READING TEXT:
## start
CHAPTER XXXII
The summing up—The probable future of Austria—The probable future of the House of Habsburg—Questions both personal and political which will be raised when Francis Joseph dies—The extent to which he has been “in the movement”—The faithful companion of his old age.
Francis Joseph, at the moment of writing, has passed not only his eighty-third birthday, but the sixty-fifth anniversary of his accession. Since the death of the late Regent of Bavaria, he has been the doyen of European rulers; and his reign has been longer than that of any modern monarch except Louis XIV., who came to the throne as a small child. His health is naturally the subject of constant preoccupation and infinite precaution on the part of his entourage; and last year he was kept indoors at Schönnbrunn from the middle of October until the middle of April. To what extent he is now able to govern, as well as to reign, only his Ministers know; but it is understood that, while they mobilise the army, he prays that there may be peace in his time.
Most likely he will get his way. There prevails throughout Europe, as well as throughout Austria, a sentimental feeling that he has suffered enough, and that it would be cruel to disturb his last days with war or civil commotion. That sentiment may be expected to count for more than the impatience of those Ruthenian deputies who have taken to silencing their German rivals in the Reichsrath by banging gongs and sounding motor-horns. It might not be so if the problems to the discussion of which the sounding of those motor-horns is an emotional contribution were quite ripe for settlement; but the day of reckoning must still be deferred a little. It is not before the blowing of motor-horns that the walls of Jericho will fall down flat; and it is improbable that Francis Joseph will live to see the solution of the problem which their tumult heralds.
## end
INFORMATION SUPPLIED:
## start
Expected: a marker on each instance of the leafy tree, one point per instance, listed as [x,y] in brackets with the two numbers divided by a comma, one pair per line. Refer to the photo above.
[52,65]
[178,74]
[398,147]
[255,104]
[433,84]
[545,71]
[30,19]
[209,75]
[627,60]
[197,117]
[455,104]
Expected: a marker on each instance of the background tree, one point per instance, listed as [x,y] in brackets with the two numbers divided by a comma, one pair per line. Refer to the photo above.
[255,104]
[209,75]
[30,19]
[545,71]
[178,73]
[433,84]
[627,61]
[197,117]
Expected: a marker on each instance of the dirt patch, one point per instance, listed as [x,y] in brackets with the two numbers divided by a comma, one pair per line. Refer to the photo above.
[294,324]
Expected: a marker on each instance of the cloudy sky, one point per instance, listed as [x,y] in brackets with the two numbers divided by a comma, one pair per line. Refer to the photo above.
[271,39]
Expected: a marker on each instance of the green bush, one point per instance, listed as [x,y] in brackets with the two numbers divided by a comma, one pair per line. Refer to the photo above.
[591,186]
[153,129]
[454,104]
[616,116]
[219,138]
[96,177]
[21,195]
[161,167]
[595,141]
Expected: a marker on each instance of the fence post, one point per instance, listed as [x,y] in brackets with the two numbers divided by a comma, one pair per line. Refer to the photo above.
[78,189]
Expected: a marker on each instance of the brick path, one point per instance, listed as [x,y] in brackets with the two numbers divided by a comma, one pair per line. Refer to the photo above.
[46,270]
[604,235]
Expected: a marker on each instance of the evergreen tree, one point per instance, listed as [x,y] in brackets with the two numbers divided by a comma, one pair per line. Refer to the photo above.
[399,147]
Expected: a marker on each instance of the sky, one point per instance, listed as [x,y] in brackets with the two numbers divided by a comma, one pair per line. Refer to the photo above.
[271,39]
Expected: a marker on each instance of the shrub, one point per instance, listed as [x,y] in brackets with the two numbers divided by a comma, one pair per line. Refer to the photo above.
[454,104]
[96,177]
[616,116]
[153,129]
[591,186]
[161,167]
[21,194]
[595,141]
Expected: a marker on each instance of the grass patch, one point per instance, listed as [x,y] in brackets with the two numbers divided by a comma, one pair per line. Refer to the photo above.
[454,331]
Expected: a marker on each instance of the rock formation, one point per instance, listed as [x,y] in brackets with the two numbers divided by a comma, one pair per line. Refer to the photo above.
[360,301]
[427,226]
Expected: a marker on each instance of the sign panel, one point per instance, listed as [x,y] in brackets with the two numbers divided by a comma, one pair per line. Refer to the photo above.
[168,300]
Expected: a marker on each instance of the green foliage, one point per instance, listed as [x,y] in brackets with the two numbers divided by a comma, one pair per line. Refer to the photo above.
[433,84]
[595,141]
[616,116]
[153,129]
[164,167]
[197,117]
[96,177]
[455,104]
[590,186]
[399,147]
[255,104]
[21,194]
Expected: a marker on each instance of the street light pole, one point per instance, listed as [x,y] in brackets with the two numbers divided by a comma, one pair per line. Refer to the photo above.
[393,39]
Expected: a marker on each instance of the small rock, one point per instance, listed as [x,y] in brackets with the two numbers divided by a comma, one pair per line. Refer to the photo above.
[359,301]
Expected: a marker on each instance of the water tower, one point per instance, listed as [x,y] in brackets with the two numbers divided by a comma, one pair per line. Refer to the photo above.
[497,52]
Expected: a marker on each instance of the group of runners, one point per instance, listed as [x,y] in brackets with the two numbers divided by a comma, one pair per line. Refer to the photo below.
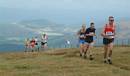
## end
GIVEN EXERCISE:
Please answer these questions on the chapter about Francis Joseph:
1. Which anniversary of his accession had Francis Joseph passed at the time of writing?
2. Where was he kept indoors last year, and for what period?
3. What do the Ruthenian deputies use to silence their German rivals in the Reichsrath?
You won't need the data for this.

REPLY TO THE EXERCISE:
1. The sixty-fifth anniversary.
2. At Schönnbrunn, from the middle of October until the middle of April.
3. They bang gongs and sound motor-horns.